%%

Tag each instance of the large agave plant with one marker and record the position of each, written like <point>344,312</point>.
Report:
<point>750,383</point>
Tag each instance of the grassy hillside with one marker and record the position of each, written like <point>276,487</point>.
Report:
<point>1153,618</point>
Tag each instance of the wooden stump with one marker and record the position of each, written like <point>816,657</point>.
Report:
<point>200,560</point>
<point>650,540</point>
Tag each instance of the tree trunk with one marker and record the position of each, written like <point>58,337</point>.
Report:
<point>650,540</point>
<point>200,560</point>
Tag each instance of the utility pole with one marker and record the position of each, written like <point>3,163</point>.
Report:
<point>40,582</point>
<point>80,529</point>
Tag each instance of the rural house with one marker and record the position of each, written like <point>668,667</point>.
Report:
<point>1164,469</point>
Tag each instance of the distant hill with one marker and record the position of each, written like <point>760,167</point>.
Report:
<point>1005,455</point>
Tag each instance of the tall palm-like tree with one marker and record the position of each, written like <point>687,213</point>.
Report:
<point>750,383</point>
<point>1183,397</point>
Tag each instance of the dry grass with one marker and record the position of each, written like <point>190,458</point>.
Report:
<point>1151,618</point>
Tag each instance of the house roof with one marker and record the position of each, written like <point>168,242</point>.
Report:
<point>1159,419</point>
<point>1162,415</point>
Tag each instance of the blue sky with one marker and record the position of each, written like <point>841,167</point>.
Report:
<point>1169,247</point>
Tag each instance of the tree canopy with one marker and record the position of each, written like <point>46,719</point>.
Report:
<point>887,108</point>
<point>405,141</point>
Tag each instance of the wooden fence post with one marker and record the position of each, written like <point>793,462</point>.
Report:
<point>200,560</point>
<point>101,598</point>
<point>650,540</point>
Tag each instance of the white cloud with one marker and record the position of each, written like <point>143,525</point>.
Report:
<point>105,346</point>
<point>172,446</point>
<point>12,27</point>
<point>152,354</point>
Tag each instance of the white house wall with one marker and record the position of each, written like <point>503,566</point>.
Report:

%%

- TASK DIRECTIONS: The answer must consist of each line in the entries above that includes "wooden".

- SOLUTION TO THE EXERCISE:
Tag each instance of the wooden stump with one marker and record the position of each, written like <point>816,657</point>.
Tag each instance of the wooden fence post with one marker and record the position of each, written like <point>793,462</point>.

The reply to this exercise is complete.